[Begin PROVIDED TEXT]

# Tell us about you and your Critters!



## ShuteyePackgoats (Dec 17, 2008)

Hi all,.... was just on-line reading the invite from Rex,... so here we are. We know many of the packers already located here but for those of you who may not know us, here goes. We are located in CA, just south of Yosemite National Park at 3,00 elevation. Our goats (currently down to 19) have brush and trees on 7.5 acres to brouse on, with another 20 acres across the main road to keep them busy. We breed our own packers which are crossbreds between Alpine/Saaneen/Oberhasli with one strand having 1/16 - to 1/4 Nubian (due to the heat our boys need to deal with here and when in use in Nevada (one of our favorite packing areas). We have been breeding and using goats for packing over the last 11 years now and before that raised milking goats. That's enough for now, Shuteye Packgoats - Rodney and Alice York. Talk with you all soon!


----------



## Rex (Nov 30, 2008)

[End PROVIDED TEXT]
[Begin DATA]

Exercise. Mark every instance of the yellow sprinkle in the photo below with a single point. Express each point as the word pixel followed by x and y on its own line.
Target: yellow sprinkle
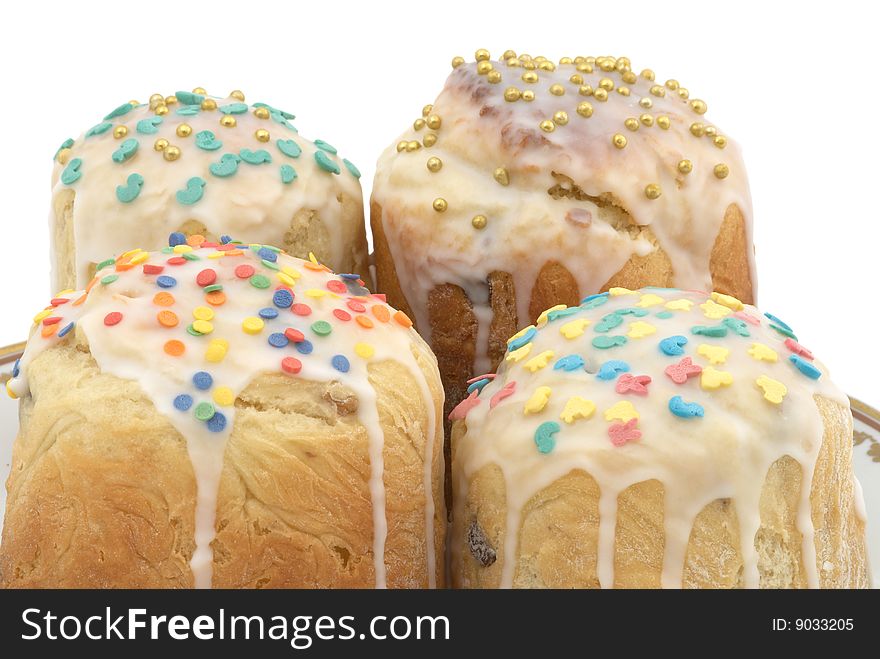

[End DATA]

◆ ACTIONS TO TAKE
a) According to the pack goat forum post, how many years have the Yorks been breeding and using goats for packing?
b) Duplicate the pack goat forum post, everything from "Hi all,.... was" down to "you all soon!".
c) Pick up the pack goat forum thread after its last line and keep writing it.

◆ ANSWERS TO THE EXERCISES
a) 11 years

b)
Hi all,.... was just on-line reading the invite from Rex,... so here we are. We know many of the packers already located here but for those of you who may not know us, here goes. We are located in CA, just south of Yosemite National Park at 3,00 elevation. Our goats (currently down to 19) have brush and trees on 7.5 acres to brouse on, with another 20 acres across the main road to keep them busy. We breed our own packers which are crossbreds between Alpine/Saaneen/Oberhasli with one strand having 1/16 - to 1/4 Nubian (due to the heat our boys need to deal with here and when in use in Nevada (one of our favorite packing areas). We have been breeding and using goats for packing over the last 11 years now and before that raised milking goats. That's enough for now, Shuteye Packgoats - Rodney and Alice York. Talk with you all soon!

c)
We sold seven packers this past summer bringing our total goat population all the way down to five. Five?? wow..... I haven't been down to five goats in over 10 years. We've had as many as 50 which I can tell you is WAY too many feet to trim! Besides the five packers we have a couple of horses, two dogs and some transient cats. We're fortunate to live in a great place with lots of elbow room and some great areas for goat packing! Here's a few pictures from the back yard.
[attachment=3:3vwb016o]View from Home.jpg[/attachment:3vwb016o][attachment=2:3vwb016o]Avalance.JPG[/attachment:3vwb016o][attachment=1:3vwb016o]December.jpg[/attachment:3vwb016o]


----------



## hughb11 (Dec 21, 2008)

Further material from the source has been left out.